(Excerpt):
________________________________________

He left behind a wife, Kitty, and two daughters who returned to France to live in a farmhouse purchased by Ferdinand in Romans. There’s a small archive of correspondence between Pagnon and his wife held by the Municipal Archives of Romans, while the family property is now a health and therapy centre. A shrewd operator, while in Egypt Pagnon also amassed a collection of ancient Egyptian artifacts, which were left to his family and fetched decent prices when auctioned off at Christie’s in 1993.

As for the Grand Hotel at Aswan, it survived Pagnon by at least two decades because it was listed in the last Baedeker guide to Egypt, published in 1929. Beyond that, I don’t know. If anyone else has any information, please do drop me a line.

________________________________________

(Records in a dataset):
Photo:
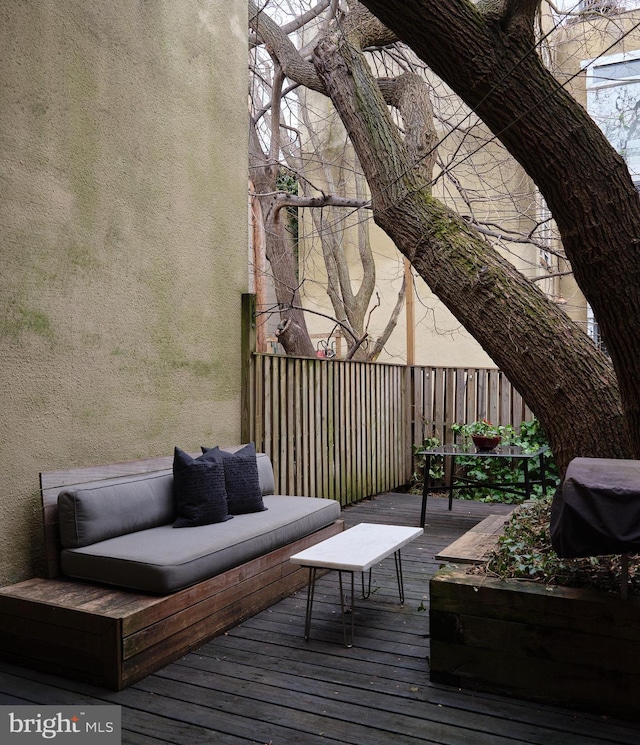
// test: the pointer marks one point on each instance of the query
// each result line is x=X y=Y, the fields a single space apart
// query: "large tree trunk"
x=567 y=382
x=489 y=60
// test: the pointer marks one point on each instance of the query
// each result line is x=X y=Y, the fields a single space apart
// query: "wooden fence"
x=346 y=430
x=441 y=396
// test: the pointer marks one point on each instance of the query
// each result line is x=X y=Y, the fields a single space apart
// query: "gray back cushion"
x=105 y=510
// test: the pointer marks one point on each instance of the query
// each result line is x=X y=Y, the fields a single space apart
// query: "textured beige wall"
x=124 y=239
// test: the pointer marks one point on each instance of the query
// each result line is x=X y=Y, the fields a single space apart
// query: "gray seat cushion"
x=105 y=510
x=162 y=560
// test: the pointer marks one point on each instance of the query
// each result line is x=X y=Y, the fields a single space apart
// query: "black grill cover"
x=597 y=510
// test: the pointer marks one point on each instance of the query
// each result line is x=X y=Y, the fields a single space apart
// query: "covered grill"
x=596 y=511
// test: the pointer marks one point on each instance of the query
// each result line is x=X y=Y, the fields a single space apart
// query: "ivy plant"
x=486 y=471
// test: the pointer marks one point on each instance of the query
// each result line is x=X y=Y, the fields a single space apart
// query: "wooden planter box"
x=564 y=646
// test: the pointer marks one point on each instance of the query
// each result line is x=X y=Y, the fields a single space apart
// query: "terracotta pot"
x=484 y=442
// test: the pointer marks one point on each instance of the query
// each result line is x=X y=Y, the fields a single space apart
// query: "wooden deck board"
x=476 y=544
x=261 y=682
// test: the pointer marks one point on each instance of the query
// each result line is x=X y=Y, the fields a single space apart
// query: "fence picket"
x=344 y=429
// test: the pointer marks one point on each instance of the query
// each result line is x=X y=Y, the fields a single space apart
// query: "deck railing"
x=345 y=430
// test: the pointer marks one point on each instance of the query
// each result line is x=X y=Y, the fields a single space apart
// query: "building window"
x=613 y=100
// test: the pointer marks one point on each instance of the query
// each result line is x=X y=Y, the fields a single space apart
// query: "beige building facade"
x=123 y=215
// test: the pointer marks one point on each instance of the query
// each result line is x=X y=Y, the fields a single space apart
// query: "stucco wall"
x=124 y=240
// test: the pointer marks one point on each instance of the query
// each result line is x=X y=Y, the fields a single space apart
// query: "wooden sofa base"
x=112 y=638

________________________________________

(Directions):
- 1) List every geographical place name that appears in the passage about Pagnon.
- 2) Write a continuation of the passage about Pagnon and the Grand Hotel at Aswan, beginning after its final sentence.
The data is not used in any way here.

(Results):
- 1) France, Romans, Egypt, Aswan

- 2)
5 JUNE 2017
Some additional information comes courtesy of Dr Cornelius von Pilgrim of the Swiss Institute, Cairo:

Dear Andrew,
The later fate of the hotel goes as following: the Assouan Hotel was renamed some time around 1900 as the Grand Hotel Assouan before it was destroyed by fire on April 23rd 1903. In the summer of the same year it was newly built and reopened as the Grand Hotel that winter. It was a completely new building, with three floors, a fourth floor was added the following year. It burnt down again in summer 1985.